● **Teks yang Diberikan**
● ● ● ● ● ● ●
Sanksi-sanksi adat tersebut diwujudkan dalam awig-awig atau aturan, yang termasuk diberlakukan pula dalam bidang pendidikan. Kondisi itu mengingat sebelum tahun 2003 anak-anak di 12 dusun di Desa Mambalan tidak ada yang bersekolah.
Oleh karena itulah, melalui awig-awig kemudian ditetapkan pula bahwa setiap orangtua harus mendorong anak-anaknya untuk belajar di sekolah. Bila awig-awig tersebut tidak diindahkan oleh warga desa, tokoh agama dan adat, kepala dusun, serta kepala desa akan mendatangi orangtua bersangkutan.
Kemudian orangtua itu diingatkan akan sanksi yang bakal ditimpakan kepadanya, seperti tidak dilayani keperluan administrasi untuk mendapatkan subsidi beras miskin atau kartu keluarganya bisa ditahan.
”Bisa juga warga tidak menghadiri acara hajatan orangtua bersangkutan dan di halaman rumahnya dipasangi bendera hitam. Bendera hitam itu baru dibuka setelah orangtua tersebut mau menyekolahkan anaknya,” kata Rais.

Membatasi waktu kunjungan

Sanksi nyaris serupa diberlakukan pula dalam bidang kesehatan. Pasalnya, ibu melahirkan umumnya lebih suka ditolong dukun tatkala bersalin. Alasannya, selama tenaga sang ibu belum pulih sehabis melahirkan, sang dukunlah yang mengurus semua keperluan rumah tangga yang bersangkutan.
Untuk semua jasanya itu, biasanya sang dukun dibayar oleh keluarga yang membutuhkan itu dengan 5 kilogram beras dan uang sekitar Rp 2.000. Layanan seperti itu tidak didapatkan warga bila si ibu melahirkan di puskesmas atau ditolong bidan. Karena itu, tidak mengherankan bila angka kematian bayi dan ibu di Desa Mambalan relatif tinggi.
Ketentuan lainnya menyangkut upaya untuk menekan perkawinan usia dini. Aturan tersebut terutama diperuntukkan bagi lelaki yang midang atau mengunjungi pacar. Waktu untuk mengunjungi pacar itu dibatasi sampai pukul 22.00.
Sementara untuk menunda usia pernikahan kaum perempuan di Desa Mambalan, diminta agar mereka yang berusia SD, SMP, dan SMA harus menunda untuk menikah.
Penundaan perkawinan itu dalam adat Sasak Lombok disebut kawin gantung. Dalam penundaan perkawinan ini biasanya waktu ijab kabul kemudian dilakukan setelah mereka lulus sekolah, atau setidaknya lebih siap secara fisik dan mental.
● ● ● ● ● ● ●
● **Yang Harus Dikerjakan**
**a.** Sebutkan semua sanksi yang menurut teks tentang awig-awig Desa Mambalan bisa dikenakan kepada orangtua yang tidak menyekolahkan anaknya.
**b.** Tuliskan kembali semua bagian teks tentang awig-awig Desa Mambalan, dari "Oleh karena itulah, melalui awig-awig kemudian" hingga "keluarganya bisa ditahan.".

● **Daftar yang Ditampilkan**
● ● ● ● ● ● ●
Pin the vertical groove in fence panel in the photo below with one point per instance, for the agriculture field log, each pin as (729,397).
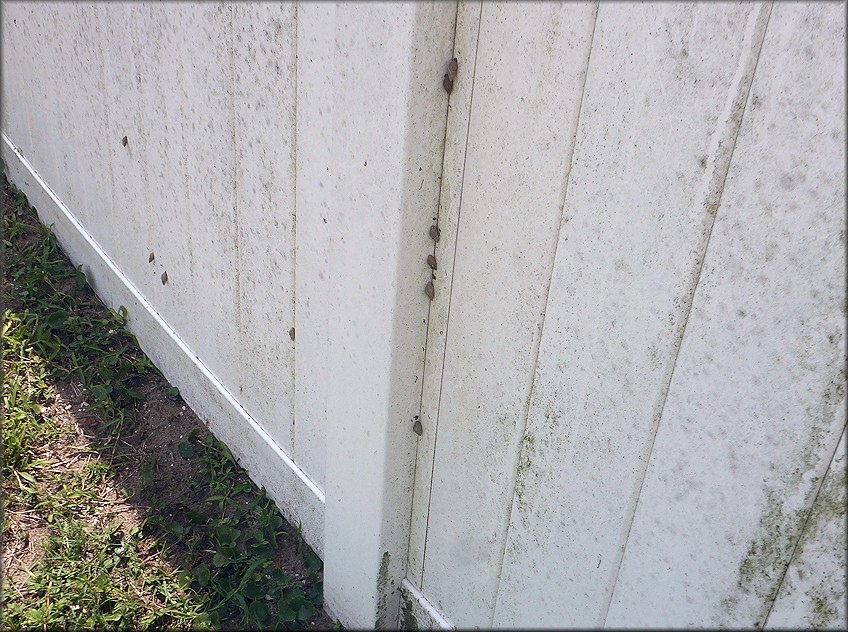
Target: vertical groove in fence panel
(387,133)
(636,216)
(755,407)
(315,62)
(812,594)
(263,43)
(453,168)
(516,165)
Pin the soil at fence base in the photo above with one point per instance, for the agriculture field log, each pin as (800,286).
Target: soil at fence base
(159,424)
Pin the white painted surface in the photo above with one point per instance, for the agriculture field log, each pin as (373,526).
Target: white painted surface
(513,186)
(387,133)
(653,120)
(284,163)
(756,404)
(812,593)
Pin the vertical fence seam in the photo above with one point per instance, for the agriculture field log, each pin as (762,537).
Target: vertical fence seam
(535,364)
(236,223)
(803,528)
(450,294)
(749,59)
(429,312)
(294,148)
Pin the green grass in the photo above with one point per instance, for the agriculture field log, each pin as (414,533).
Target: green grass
(204,555)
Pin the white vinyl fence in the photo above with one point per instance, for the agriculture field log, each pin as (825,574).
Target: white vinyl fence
● ● ● ● ● ● ●
● **Jawaban per Tugas**
**a.**
- Tidak dilayani keperluan administrasi untuk mendapatkan subsidi beras miskin
- Kartu keluarganya bisa ditahan
- Warga tidak menghadiri acara hajatan orangtua bersangkutan
- Di halaman rumahnya dipasangi bendera hitam

**b.**
Oleh karena itulah, melalui awig-awig kemudian ditetapkan pula bahwa setiap orangtua harus mendorong anak-anaknya untuk belajar di sekolah. Bila awig-awig tersebut tidak diindahkan oleh warga desa, tokoh agama dan adat, kepala dusun, serta kepala desa akan mendatangi orangtua bersangkutan.
Kemudian orangtua itu diingatkan akan sanksi yang bakal ditimpakan kepadanya, seperti tidak dilayani keperluan administrasi untuk mendapatkan subsidi beras miskin atau kartu keluarganya bisa ditahan.